**Work to complete**: Rescale the lines beginning with the line that contains "UI grounding query — identify the dirt" and running through the end of the records, requests included. Multiply every bounding-box coordinate in the answers by 0.75 and round each result to a whole number, with halves rounded up.

**Extracted data entries**:
========================================
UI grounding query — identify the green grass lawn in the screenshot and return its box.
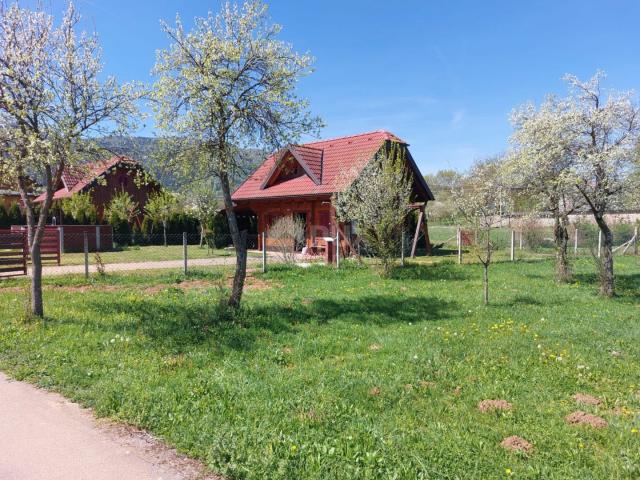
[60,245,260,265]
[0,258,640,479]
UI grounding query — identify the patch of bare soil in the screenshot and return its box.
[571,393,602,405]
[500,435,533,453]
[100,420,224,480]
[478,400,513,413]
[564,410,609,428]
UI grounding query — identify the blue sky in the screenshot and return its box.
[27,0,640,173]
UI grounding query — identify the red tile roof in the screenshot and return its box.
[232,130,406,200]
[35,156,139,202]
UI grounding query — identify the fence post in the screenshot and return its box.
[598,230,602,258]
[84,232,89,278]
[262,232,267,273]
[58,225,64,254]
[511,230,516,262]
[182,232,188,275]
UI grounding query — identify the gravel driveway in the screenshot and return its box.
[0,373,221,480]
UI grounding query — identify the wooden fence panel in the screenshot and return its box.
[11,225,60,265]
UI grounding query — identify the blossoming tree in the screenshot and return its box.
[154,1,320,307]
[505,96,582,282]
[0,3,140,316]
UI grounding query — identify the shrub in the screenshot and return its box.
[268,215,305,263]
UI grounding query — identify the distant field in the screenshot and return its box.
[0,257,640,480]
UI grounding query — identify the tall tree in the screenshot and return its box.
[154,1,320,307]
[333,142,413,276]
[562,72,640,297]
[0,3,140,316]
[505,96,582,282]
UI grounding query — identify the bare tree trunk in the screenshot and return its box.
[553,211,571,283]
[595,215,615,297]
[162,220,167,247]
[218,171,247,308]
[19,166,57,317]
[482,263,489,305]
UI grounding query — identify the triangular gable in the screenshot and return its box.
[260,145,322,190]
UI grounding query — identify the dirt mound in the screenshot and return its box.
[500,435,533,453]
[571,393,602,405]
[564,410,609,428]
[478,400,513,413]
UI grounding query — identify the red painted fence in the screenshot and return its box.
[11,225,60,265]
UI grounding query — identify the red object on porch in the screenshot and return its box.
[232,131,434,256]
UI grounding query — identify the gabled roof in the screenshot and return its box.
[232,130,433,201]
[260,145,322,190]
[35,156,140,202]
========================================
**Problem solution**:
UI grounding query — identify the dirt mound in the screenshot and return its box.
[375,326,400,340]
[428,295,452,304]
[423,308,457,321]
[359,300,385,310]
UI grounding query — identify the red painted fence in the screenshot and return its box.
[8,169,45,199]
UI grounding query — identify the red object on porch in the screenshot and return its box.
[174,98,326,192]
UI grounding query — identify the gabled roof in the screenshot and return its box.
[174,98,325,151]
[195,109,242,143]
[26,117,105,152]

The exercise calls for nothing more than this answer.